Tarea escrita A: En el fragmento sobre la comunión de los divorciados vueltos a casar, ¿qué organismo emitió la Carta a los obispos de la Iglesia Católica y en qué fecha?
Tarea escrita B: Prosigue el fragmento sobre la comunión eucarística de los divorciados vueltos a casar a partir de su última oración.

Fragmento para leer:
#####
Estas consideraciones, en lo que se refiere específicamente al contrato/sacramento matrimonial, se corresponden con el sentido de la Carta a los obispos de la Iglesia Católica sobre la recepción de la comunión eucarística por parte de los fieles divorciados que se han vuelto a casar, emitida el 14 de septiembre de 1994 por la Congregación para la Doctrina de la Fe[vi], que en sus apartes pertinentes indica:


La errada convicción de poder acceder a la Comunión eucarística por parte de un divorciado vuelto a casar, presupone normalmente que se atribuya a la conciencia personal el poder de decidir en último término, basándose en la propia convicción, sobre la existencia o no del anterior matrimonio y sobre el valor de la nueva unión. Sin embargo, dicha atribución es inadmisible. El matrimonio, en efecto, en cuanto imagen de la unión esponsal entre Cristo y su Iglesia así como núcleo basilar y factor importante en la vida de la sociedad civil, es esencialmente una realidad pública.


Es verdad que el juicio sobre las propias disposiciones con miras al acceso a la Eucaristía debe ser formulado por la conciencia moral adecuadamente formada. Pero es también cierto que el consentimiento, sobre el cual se funda el matrimonio, no es una simple decisión privada, ya que crea para cada uno de los cónyuges y para la pareja una situación específicamente eclesial y social. Por lo tanto el juicio de la conciencia sobre la propia situación matrimonial no se refiere únicamente a una relación inmediata entre el hombre y Dios, como si se pudiera dejar de lado la mediación eclesial, que incluye también las leyes canónicas que obligan en conciencia. No reconocer este aspecto esencial significaría negar de hecho que el matrimonio exista como realidad de la Iglesia, es decir, como sacramento.


Por otra parte la Exhortación Familiaris consortio, cuando invita a los pastores a saber distinguir las diversas situaciones de los divorciados vueltos a casar, recuerda también el caso de aquellos que están subjetivamente convencidos en conciencia de que el anterior matrimonio, irreparablemente destruido, jamás había sido válido. Ciertamente es necesario discernir a través de la vía del fuero externo establecida por la Iglesia si existe objetivamente esa nulidad matrimonial. La disciplina de la Iglesia, al mismo tiempo que confirma la competencia exclusiva de los tribunales eclesiásticos para el examen de la validez del matrimonio de los católicos, ofrece actualmente nuevos caminos para demostrar la nulidad de la anterior unión, con el fin de excluir en cuanto sea posible cualquier diferencia entre la verdad verificable en el proceso y la verdad objetiva conocida por la recta conciencia.
#####
Contenido de datos:
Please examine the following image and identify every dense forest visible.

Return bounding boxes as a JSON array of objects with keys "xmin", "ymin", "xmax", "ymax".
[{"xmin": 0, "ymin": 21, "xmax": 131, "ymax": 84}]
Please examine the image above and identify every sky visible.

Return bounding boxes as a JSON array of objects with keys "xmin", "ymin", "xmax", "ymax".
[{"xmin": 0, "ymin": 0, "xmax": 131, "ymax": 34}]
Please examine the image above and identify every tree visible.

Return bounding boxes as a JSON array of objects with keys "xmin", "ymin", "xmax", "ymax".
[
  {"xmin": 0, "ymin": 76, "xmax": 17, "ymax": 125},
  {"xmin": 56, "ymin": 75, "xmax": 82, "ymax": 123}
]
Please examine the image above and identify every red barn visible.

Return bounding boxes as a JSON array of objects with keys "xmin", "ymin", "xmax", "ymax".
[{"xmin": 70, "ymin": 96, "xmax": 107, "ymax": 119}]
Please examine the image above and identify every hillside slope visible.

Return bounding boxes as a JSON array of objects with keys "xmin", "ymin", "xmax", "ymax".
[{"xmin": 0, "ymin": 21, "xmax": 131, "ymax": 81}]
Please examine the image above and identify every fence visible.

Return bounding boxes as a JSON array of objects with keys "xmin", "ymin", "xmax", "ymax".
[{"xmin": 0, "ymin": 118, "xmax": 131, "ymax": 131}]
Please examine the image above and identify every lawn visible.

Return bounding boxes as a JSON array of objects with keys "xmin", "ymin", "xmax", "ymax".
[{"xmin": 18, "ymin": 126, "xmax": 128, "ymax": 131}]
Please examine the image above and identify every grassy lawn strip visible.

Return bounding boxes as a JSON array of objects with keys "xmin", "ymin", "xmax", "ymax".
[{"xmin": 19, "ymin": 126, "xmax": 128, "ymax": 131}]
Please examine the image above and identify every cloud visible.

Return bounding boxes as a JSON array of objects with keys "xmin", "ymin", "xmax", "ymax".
#####
Respuesta A: La Congregación para la Doctrina de la Fe, el 14 de septiembre de 1994.

Respuesta B:
Atenerse al juicio de la Iglesia y observar la disciplina vigente sobre la obligatoriedad de la forma canónica en cuanto necesaria para la validez de los matrimonios de los católicos es lo que verdaderamente ayuda al bien espiritual de los fieles interesados. […]


[…] En la acción pastoral se deberá cumplir toda clase de esfuerzos para que se comprenda bien que no se trata de discriminación alguna, sino únicamente de fidelidad absoluta a la voluntad de Cristo que restableció y nos confió de nuevo la indisolubilidad del matrimonio como don del Creador. […]” (negrillas fuera del texto original).


Pues bien, ¿qué tenemos nosotros para decir frente a estos planteamientos?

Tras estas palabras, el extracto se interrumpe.